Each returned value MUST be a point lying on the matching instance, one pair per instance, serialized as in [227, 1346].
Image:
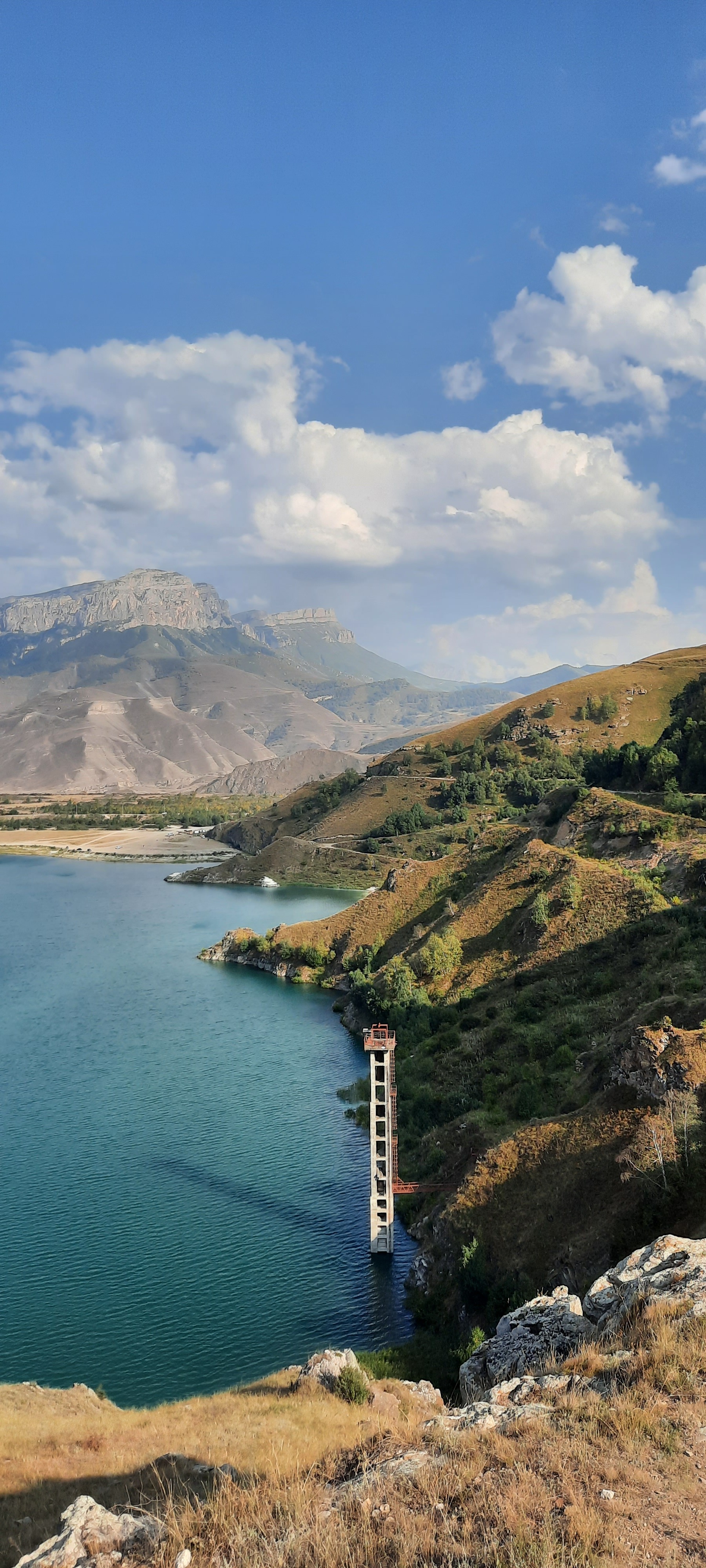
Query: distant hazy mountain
[316, 641]
[150, 683]
[142, 598]
[558, 675]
----
WHAT YOU ARE ASKED TO DO —
Lay out the records above as a JSON list of strings, one string per line, skipping blank lines and leaving the pictures out.

ANSWER TO THE PROBLEM —
[
  "Each returned value MUST be a point lying on the matching instance, one pair per instance, serialized as in [227, 1346].",
  "Image:",
  "Query: distant hazy mountain",
  "[316, 641]",
  "[150, 683]",
  "[142, 598]",
  "[558, 675]"
]